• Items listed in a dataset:

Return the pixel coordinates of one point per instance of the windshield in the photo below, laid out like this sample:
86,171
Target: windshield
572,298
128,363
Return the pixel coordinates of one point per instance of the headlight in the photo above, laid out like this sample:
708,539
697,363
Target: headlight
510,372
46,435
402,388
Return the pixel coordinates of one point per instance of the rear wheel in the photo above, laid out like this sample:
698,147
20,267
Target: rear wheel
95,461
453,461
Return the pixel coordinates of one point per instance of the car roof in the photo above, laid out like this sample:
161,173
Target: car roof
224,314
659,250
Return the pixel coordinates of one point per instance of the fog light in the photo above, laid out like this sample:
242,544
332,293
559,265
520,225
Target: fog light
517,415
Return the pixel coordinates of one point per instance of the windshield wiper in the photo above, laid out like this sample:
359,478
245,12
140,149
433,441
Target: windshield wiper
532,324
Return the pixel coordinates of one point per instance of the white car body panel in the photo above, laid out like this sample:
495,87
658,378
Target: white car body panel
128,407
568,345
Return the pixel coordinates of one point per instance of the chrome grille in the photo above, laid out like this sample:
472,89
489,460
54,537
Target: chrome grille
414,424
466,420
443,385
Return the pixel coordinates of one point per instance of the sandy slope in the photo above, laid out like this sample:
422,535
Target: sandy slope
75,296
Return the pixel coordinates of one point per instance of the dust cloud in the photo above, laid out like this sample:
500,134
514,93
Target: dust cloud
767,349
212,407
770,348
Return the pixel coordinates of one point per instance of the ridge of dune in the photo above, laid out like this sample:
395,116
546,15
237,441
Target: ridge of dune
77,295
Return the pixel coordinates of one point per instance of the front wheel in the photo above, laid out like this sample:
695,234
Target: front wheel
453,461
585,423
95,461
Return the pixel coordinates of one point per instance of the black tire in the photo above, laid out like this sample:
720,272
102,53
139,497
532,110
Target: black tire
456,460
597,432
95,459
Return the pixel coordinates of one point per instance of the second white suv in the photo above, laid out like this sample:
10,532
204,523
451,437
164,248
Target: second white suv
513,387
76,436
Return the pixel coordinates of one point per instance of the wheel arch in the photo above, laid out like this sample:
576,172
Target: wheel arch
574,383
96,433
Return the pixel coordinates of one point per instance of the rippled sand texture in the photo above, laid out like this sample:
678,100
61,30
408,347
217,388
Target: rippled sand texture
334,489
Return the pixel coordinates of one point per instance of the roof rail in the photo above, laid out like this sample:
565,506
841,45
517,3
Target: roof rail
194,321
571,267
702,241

• The task:
Set the data above down again in full, exactly as it reads.

• Response area:
Return the pixel coordinates of one point per instance of the windshield in the photo below, laid out like this sample:
86,171
Target: windshield
572,298
128,363
Return the pixel coordinates of one point per instance of the headlight in the photo above, laid out like this sample:
708,539
697,363
Target: headlight
510,372
46,435
402,388
Return the pixel coordinates of one point per instance of the rear wheel in the photo above, laid out like this sample:
698,147
20,267
Target: rear wheel
95,461
453,461
Return the pixel coordinates of one point per instance of the car roof in the photo above, laid out like this sample:
161,173
Target: car roof
224,314
659,250
Return the pixel coordinates of one point per instance of the fog light in the photo above, laid out like this sample:
242,544
332,293
559,265
520,225
Target: fog light
517,415
Return the pixel coordinates of one point per instance of the windshield wiper in the photo above, laid out like this sample:
359,478
245,12
140,149
433,441
Target: windshield wiper
532,324
Return the pixel coordinates of one point per instance of the white car body panel in the photo above, laid out like this sample:
495,87
658,378
Target: white car body panel
128,407
568,345
Return the pixel coordinates of one point per instance of the chrome grille in the photo above, laid out like this sample:
472,89
489,460
54,537
Target: chrome grille
414,424
466,420
443,385
Return the pixel coordinates of one point per instance of the sandy slope in the photo above, laid out like this sample:
422,535
Target: sandy slope
75,296
Return the pixel coordinates of one point per instance of the dust cloud in the photo above, laid out like this sample:
500,134
514,93
Target: dust cloud
767,349
212,407
770,348
Return the pixel coordinates of one point per instance of the ridge of dune in the photo above, laid out like this sample:
395,116
546,15
237,441
Target: ridge of dune
77,295
Return the pixel coordinates of one point per instance of the front wheel in the photo above, laid out like this sample:
695,234
Target: front wheel
453,461
585,423
95,461
Return the pixel coordinates of one point per instance of the black tire in the photo above, laid out like this sample:
720,272
102,53
139,497
532,110
Target: black tire
456,460
597,432
95,459
Return the pixel coordinates of one point per instance of the second white suv in the photo above, laid out like this sample:
10,532
204,523
451,437
164,248
Target: second white suv
513,387
76,436
Return the pixel coordinates of one point per instance of the wheel arch in the photo above, laid out like this sample:
576,172
Target: wheel arch
574,383
96,433
Return the pixel coordinates of one point per instance of the rippled sand texture in the photo above, laid out like this sample:
678,100
61,30
408,347
217,388
Target: rippled sand texture
334,489
Return the pixel coordinates of one point per instance of the roof rail in the photo above, laid out like this sample:
565,506
841,45
517,3
Target: roof rail
194,321
571,267
702,241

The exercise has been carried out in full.